:: DATASET EXTRACT ::
____________________

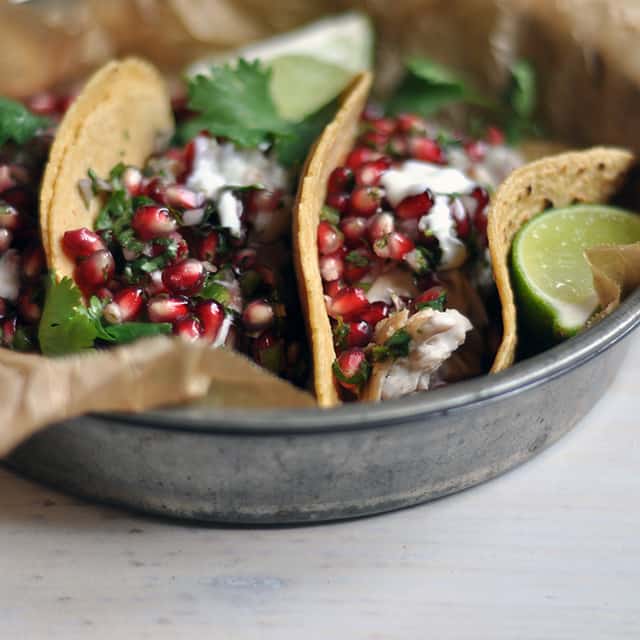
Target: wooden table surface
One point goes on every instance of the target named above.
(549, 551)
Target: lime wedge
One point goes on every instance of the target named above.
(311, 65)
(301, 84)
(552, 281)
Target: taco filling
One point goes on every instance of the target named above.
(403, 233)
(195, 241)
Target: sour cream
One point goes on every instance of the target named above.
(413, 177)
(10, 275)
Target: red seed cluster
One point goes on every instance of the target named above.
(362, 236)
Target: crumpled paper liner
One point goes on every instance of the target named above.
(589, 176)
(37, 391)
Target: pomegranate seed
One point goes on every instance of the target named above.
(96, 270)
(432, 297)
(415, 206)
(132, 180)
(374, 140)
(352, 369)
(410, 123)
(188, 329)
(166, 309)
(9, 218)
(476, 150)
(330, 239)
(385, 126)
(354, 229)
(399, 245)
(81, 243)
(257, 316)
(193, 217)
(332, 266)
(29, 310)
(6, 238)
(130, 301)
(357, 264)
(177, 195)
(360, 333)
(185, 277)
(332, 288)
(211, 315)
(398, 146)
(155, 189)
(360, 155)
(151, 222)
(104, 294)
(207, 247)
(155, 286)
(8, 331)
(427, 150)
(381, 225)
(33, 263)
(260, 200)
(341, 180)
(339, 201)
(369, 173)
(365, 201)
(375, 312)
(495, 136)
(349, 302)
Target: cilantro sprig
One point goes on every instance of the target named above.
(234, 101)
(68, 326)
(17, 123)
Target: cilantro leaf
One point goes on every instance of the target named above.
(65, 326)
(429, 86)
(292, 149)
(235, 102)
(17, 123)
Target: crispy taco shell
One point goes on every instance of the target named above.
(118, 117)
(329, 152)
(588, 176)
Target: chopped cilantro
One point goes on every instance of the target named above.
(17, 123)
(357, 259)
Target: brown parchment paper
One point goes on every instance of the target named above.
(37, 391)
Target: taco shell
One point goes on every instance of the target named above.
(590, 176)
(122, 112)
(329, 152)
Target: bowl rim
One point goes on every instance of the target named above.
(456, 398)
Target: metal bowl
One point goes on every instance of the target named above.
(309, 466)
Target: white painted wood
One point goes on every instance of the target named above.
(549, 551)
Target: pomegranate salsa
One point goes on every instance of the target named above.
(196, 243)
(409, 203)
(25, 138)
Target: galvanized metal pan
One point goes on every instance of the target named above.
(301, 467)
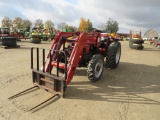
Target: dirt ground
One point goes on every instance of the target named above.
(129, 92)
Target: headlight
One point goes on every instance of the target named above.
(99, 39)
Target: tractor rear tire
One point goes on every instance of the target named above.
(138, 47)
(95, 67)
(113, 55)
(137, 41)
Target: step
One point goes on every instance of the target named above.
(61, 65)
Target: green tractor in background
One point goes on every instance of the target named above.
(46, 35)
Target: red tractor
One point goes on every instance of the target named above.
(68, 51)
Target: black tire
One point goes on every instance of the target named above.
(137, 41)
(95, 67)
(113, 55)
(138, 47)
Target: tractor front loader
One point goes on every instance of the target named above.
(68, 51)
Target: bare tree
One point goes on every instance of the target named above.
(111, 26)
(39, 24)
(18, 23)
(6, 22)
(61, 26)
(49, 25)
(27, 25)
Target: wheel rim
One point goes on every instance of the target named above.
(118, 55)
(98, 68)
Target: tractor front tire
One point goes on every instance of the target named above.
(113, 55)
(95, 67)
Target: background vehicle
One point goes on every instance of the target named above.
(136, 40)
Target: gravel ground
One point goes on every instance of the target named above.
(129, 92)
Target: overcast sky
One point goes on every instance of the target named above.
(130, 14)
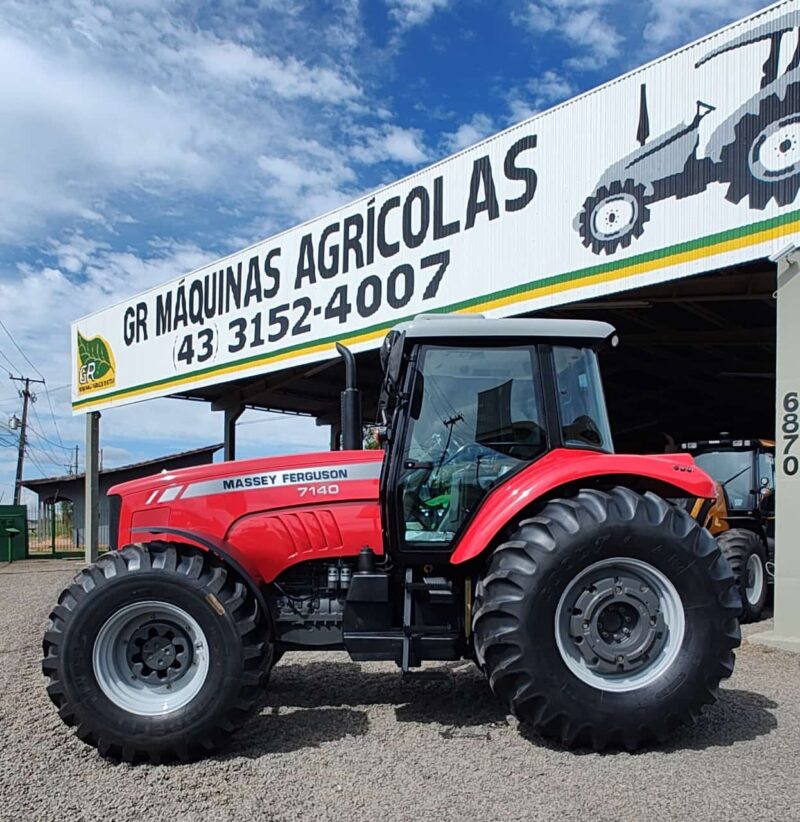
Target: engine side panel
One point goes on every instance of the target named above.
(274, 511)
(563, 466)
(272, 542)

____________________

:: WHAT YOU NEED TO DO ::
Leave out the pictures and copy every record above exactly.

:: SOLUTION TO THE EXERCISE ::
Target: wooden table surface
One point goes on every instance of the target named above.
(549, 551)
Target: lime wedge
One point goes on every instance of the target named above.
(311, 65)
(301, 84)
(552, 281)
Target: taco filling
One point goes on every instance of the target named above.
(403, 233)
(195, 241)
Target: sour cream
One point goes on every instance of the target named above.
(413, 177)
(10, 275)
Target: red seed cluster
One point goes on every instance of the target named above.
(362, 236)
Target: crumpled paper liner
One point goes on every instance of the target named above.
(589, 176)
(37, 391)
Target: pomegranate seed
One point goes on every instance of the target named above.
(96, 270)
(432, 297)
(415, 206)
(132, 180)
(374, 140)
(352, 369)
(410, 123)
(188, 329)
(166, 309)
(9, 218)
(476, 150)
(330, 239)
(385, 126)
(354, 229)
(399, 245)
(81, 243)
(257, 316)
(193, 217)
(332, 266)
(29, 310)
(6, 238)
(130, 301)
(357, 264)
(177, 195)
(360, 333)
(185, 277)
(332, 288)
(211, 315)
(398, 146)
(155, 189)
(360, 155)
(151, 222)
(104, 294)
(207, 247)
(155, 286)
(8, 331)
(427, 150)
(381, 225)
(33, 263)
(260, 200)
(341, 180)
(339, 201)
(369, 173)
(365, 201)
(375, 312)
(495, 136)
(349, 302)
Target: cilantro sprig
One point goes on every instance of the target named above.
(234, 101)
(68, 326)
(17, 123)
Target: cilantro leaf
One point goes on every instance of the target named above.
(65, 326)
(429, 86)
(292, 149)
(235, 102)
(17, 123)
Target: crispy taco shell
One point goes on every instance of the target named above.
(118, 117)
(329, 152)
(588, 176)
Target: chopped cilantro
One point goes on every instance of the target named above.
(17, 123)
(357, 259)
Target: brown parchment paper
One point goes on every instance of the target named above.
(37, 391)
Target: taco shell
One point goes on every instance of the target named above.
(590, 176)
(122, 112)
(329, 152)
Target: bowl rim
One point goes on every instance of the target named above.
(456, 398)
Target: metal bowl
One point goes on every instance of the target named above.
(309, 466)
Target: white painted wood
One point goes on every instance of the target named above.
(549, 551)
Target: pomegranate salsa
One point goes on every instance of the target named above.
(196, 243)
(409, 203)
(25, 138)
Target: galvanized metal pan
One point goes on every instance of the target named above.
(301, 467)
Target: dirt ground
One point goes on every instance of the target named above.
(129, 92)
Target: headlight
One point goes on every instance of the target named above.
(99, 39)
Target: tractor rear tire
One point goes on every instance of the target named above.
(138, 47)
(95, 67)
(113, 55)
(137, 41)
Target: step
One point goes on every instance of the target named above.
(61, 65)
Target: green tractor in background
One point goes on every instance of the target named above.
(46, 35)
Target: red tractor
One point goes on every instance of the target named above.
(68, 51)
Target: black tire
One point goes on every instance of the target named above.
(137, 41)
(95, 67)
(113, 55)
(138, 47)
Target: tractor front loader
One point goes on every instance of the target named above.
(68, 51)
Target: bare tree
One point goes on every instance of the target named above.
(111, 26)
(39, 24)
(18, 23)
(6, 22)
(61, 26)
(49, 25)
(27, 25)
Target: wheel rim
One point goes on every instance of the target named above.
(118, 55)
(98, 68)
Target: tractor front tire
One point goes on every instance of the target named above.
(113, 55)
(95, 67)
Target: background vehicle
One point goes on every instance of the target named above.
(136, 40)
Target: gravel ground
One point goes on every instance of the target named above.
(129, 92)
Target: overcast sky
One point goes on every instance of the target named above.
(130, 14)
Target: engine side panel
One point goes on every instance of the target named above.
(274, 511)
(563, 466)
(272, 542)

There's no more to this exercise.